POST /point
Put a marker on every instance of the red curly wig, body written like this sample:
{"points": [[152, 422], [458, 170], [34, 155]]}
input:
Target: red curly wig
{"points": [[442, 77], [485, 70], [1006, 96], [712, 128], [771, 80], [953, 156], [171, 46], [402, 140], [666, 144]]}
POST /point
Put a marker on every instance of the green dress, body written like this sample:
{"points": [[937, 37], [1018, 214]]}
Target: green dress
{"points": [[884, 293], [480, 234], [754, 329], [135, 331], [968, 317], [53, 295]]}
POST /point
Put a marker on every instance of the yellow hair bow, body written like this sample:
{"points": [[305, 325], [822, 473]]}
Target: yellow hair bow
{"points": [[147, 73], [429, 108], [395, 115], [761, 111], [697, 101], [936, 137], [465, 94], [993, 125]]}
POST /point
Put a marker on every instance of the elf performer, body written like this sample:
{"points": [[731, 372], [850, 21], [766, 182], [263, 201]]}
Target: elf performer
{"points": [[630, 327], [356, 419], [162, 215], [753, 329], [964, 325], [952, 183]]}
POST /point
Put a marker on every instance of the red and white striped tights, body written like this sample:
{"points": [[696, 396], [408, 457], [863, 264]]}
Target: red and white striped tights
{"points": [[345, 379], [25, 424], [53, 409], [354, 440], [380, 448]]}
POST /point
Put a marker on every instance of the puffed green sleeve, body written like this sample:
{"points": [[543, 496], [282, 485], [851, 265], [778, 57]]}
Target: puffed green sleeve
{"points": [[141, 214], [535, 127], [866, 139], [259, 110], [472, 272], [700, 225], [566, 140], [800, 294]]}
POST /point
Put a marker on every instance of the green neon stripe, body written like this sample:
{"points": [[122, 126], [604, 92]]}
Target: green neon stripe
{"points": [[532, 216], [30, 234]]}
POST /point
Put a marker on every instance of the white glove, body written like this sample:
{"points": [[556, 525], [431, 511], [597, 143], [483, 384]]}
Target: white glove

WHAT IS REQUIRED: For the word "glove", count the lines of the data that contain it and give only the count.

EXERCISE SOLUTION: 2